**Written instruction**
Present every line of the listing below as a Markdown table with two columns, Row and Listing line. Number the rows in order and omit any blank lines.

**Data entries**
»»
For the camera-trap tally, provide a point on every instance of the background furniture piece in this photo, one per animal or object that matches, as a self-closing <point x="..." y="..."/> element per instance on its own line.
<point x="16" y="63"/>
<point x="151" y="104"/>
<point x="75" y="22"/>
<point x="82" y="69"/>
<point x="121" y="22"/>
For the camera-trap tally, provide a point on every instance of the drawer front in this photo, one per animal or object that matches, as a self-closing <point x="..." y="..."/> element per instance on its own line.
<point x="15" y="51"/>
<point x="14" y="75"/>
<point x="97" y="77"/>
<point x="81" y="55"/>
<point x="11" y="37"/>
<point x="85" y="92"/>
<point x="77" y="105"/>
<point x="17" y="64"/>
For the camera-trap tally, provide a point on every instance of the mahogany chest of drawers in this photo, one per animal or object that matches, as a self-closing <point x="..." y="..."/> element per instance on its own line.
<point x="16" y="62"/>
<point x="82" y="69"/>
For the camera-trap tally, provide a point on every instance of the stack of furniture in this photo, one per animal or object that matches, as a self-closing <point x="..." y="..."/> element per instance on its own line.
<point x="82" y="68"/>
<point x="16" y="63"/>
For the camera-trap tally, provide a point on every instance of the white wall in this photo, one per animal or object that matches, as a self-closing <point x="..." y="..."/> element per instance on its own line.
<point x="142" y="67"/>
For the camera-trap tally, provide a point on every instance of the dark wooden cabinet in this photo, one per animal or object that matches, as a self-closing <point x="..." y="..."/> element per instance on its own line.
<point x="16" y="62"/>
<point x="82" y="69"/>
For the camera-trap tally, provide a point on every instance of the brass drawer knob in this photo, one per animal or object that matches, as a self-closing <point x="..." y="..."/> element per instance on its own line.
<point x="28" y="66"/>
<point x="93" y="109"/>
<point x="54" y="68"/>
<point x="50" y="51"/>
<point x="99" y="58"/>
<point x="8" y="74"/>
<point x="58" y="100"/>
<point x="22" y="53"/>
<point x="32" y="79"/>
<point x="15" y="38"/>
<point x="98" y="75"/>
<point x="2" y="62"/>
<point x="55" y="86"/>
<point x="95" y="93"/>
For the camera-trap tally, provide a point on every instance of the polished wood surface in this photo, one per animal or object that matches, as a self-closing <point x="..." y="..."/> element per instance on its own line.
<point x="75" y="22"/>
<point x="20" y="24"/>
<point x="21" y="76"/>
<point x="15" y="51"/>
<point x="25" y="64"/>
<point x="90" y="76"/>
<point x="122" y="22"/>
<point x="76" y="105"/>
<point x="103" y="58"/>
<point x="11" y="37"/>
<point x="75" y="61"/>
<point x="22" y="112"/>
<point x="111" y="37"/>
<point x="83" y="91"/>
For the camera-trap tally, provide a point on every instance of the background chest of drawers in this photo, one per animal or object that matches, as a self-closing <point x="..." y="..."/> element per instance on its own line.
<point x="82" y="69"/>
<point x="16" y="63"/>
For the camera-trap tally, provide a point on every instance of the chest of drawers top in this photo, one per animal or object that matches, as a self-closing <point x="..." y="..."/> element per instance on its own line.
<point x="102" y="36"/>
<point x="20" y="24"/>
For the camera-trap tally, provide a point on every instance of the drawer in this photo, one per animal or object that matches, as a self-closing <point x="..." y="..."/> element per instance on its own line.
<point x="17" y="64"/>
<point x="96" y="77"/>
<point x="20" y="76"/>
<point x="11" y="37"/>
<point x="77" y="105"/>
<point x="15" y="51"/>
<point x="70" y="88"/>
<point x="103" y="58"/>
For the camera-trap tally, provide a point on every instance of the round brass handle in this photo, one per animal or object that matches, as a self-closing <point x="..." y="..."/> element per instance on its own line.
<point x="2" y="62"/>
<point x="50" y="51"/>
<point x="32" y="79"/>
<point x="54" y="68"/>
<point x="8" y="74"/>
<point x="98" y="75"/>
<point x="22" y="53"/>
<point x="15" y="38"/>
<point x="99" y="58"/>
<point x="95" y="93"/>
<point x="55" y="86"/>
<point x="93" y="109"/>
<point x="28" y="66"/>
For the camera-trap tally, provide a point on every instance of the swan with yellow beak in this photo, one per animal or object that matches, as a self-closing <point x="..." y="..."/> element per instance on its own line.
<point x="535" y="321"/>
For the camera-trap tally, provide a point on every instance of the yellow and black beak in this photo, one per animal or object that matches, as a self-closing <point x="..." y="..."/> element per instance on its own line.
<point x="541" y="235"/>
««
**Final result**
| Row | Listing line |
|---|---|
| 1 | For the camera-trap tally, provide a point on every instance of the background furniture piece in this photo, one per animal or object that matches, as a self-closing <point x="..." y="..."/> element per instance on its own line. |
| 2 | <point x="16" y="63"/> |
| 3 | <point x="151" y="104"/> |
| 4 | <point x="75" y="22"/> |
| 5 | <point x="82" y="69"/> |
| 6 | <point x="121" y="22"/> |
| 7 | For the camera-trap tally, provide a point on every instance of the drawer front in this photo, one per animal or object that matches, as a self-closing <point x="..." y="..."/> element per instance on its own line. |
| 8 | <point x="15" y="51"/> |
| 9 | <point x="14" y="75"/> |
| 10 | <point x="97" y="77"/> |
| 11 | <point x="81" y="55"/> |
| 12 | <point x="11" y="37"/> |
| 13 | <point x="85" y="92"/> |
| 14 | <point x="77" y="105"/> |
| 15 | <point x="17" y="64"/> |
| 16 | For the camera-trap tally, provide a point on every instance of the mahogany chest of drawers in this photo, one per animal or object that matches, as a self-closing <point x="..." y="..."/> element per instance on its own line. |
| 17 | <point x="16" y="62"/> |
| 18 | <point x="82" y="69"/> |
| 19 | For the camera-trap tally, provide a point on every instance of the stack of furniture in this photo, one per animal or object that matches, as a self-closing <point x="..." y="..."/> element per instance on its own line. |
| 20 | <point x="82" y="68"/> |
| 21 | <point x="16" y="63"/> |
| 22 | For the camera-trap tally, provide a point on every instance of the white wall in this photo, one per animal or object that matches, as a self-closing <point x="..." y="..."/> element per instance on its own line. |
| 23 | <point x="142" y="67"/> |
| 24 | For the camera-trap tally, provide a point on every instance of the dark wooden cabinet in this photo, one per animal or object that matches, as a self-closing <point x="..." y="..."/> element per instance on its own line. |
| 25 | <point x="16" y="62"/> |
| 26 | <point x="82" y="69"/> |
| 27 | For the camera-trap tally, provide a point on every instance of the brass drawer knob in this photo, one per animal or object that matches, as a self-closing <point x="..." y="..."/> element per instance on its own line. |
| 28 | <point x="28" y="66"/> |
| 29 | <point x="93" y="109"/> |
| 30 | <point x="54" y="68"/> |
| 31 | <point x="50" y="51"/> |
| 32 | <point x="99" y="58"/> |
| 33 | <point x="8" y="74"/> |
| 34 | <point x="58" y="100"/> |
| 35 | <point x="22" y="53"/> |
| 36 | <point x="32" y="79"/> |
| 37 | <point x="15" y="38"/> |
| 38 | <point x="98" y="75"/> |
| 39 | <point x="2" y="62"/> |
| 40 | <point x="55" y="86"/> |
| 41 | <point x="95" y="93"/> |
| 42 | For the camera-trap tally, provide a point on every instance of the polished wood surface in this photo, one per animal or object that matches, as a self-closing <point x="..." y="..."/> element per instance on its own line. |
| 43 | <point x="75" y="22"/> |
| 44 | <point x="20" y="24"/> |
| 45 | <point x="21" y="76"/> |
| 46 | <point x="15" y="51"/> |
| 47 | <point x="25" y="64"/> |
| 48 | <point x="90" y="76"/> |
| 49 | <point x="122" y="22"/> |
| 50 | <point x="76" y="105"/> |
| 51 | <point x="103" y="58"/> |
| 52 | <point x="11" y="37"/> |
| 53 | <point x="75" y="61"/> |
| 54 | <point x="22" y="112"/> |
| 55 | <point x="111" y="37"/> |
| 56 | <point x="83" y="91"/> |
| 57 | For the camera-trap tally, provide a point on every instance of the background chest of drawers in this photo, one per animal or object that matches, as a self-closing <point x="..." y="..."/> element per instance on its own line. |
| 58 | <point x="82" y="69"/> |
| 59 | <point x="16" y="63"/> |
| 60 | For the camera-trap tally, provide a point on every instance of the chest of drawers top in this photo, one per animal or object that matches, as a self-closing <point x="..." y="..."/> element per instance on its own line. |
| 61 | <point x="102" y="36"/> |
| 62 | <point x="20" y="24"/> |
| 63 | For the camera-trap tally, provide a point on every instance of the drawer in this photo, one per animal or object that matches, as a self-closing <point x="..." y="..."/> element per instance on its own line. |
| 64 | <point x="17" y="64"/> |
| 65 | <point x="96" y="77"/> |
| 66 | <point x="20" y="76"/> |
| 67 | <point x="11" y="37"/> |
| 68 | <point x="77" y="105"/> |
| 69 | <point x="15" y="51"/> |
| 70 | <point x="70" y="88"/> |
| 71 | <point x="103" y="58"/> |
| 72 | For the camera-trap tally, provide a point on every instance of the round brass handle in this photo, one per animal or object that matches, as a self-closing <point x="..." y="..."/> element per instance on its own line. |
| 73 | <point x="2" y="62"/> |
| 74 | <point x="50" y="51"/> |
| 75 | <point x="32" y="79"/> |
| 76 | <point x="54" y="68"/> |
| 77 | <point x="8" y="74"/> |
| 78 | <point x="98" y="75"/> |
| 79 | <point x="22" y="53"/> |
| 80 | <point x="15" y="38"/> |
| 81 | <point x="99" y="58"/> |
| 82 | <point x="95" y="93"/> |
| 83 | <point x="55" y="86"/> |
| 84 | <point x="93" y="109"/> |
| 85 | <point x="28" y="66"/> |
| 86 | For the camera-trap tally, provide a point on every instance of the swan with yellow beak in this photo, one per animal or object that matches, as a self-closing <point x="..." y="..."/> element per instance on its own line. |
| 87 | <point x="535" y="321"/> |
| 88 | For the camera-trap tally, provide a point on every instance of the yellow and black beak in this photo, one per animal or object that matches, as a self-closing <point x="..." y="..."/> element per instance on its own line. |
| 89 | <point x="541" y="235"/> |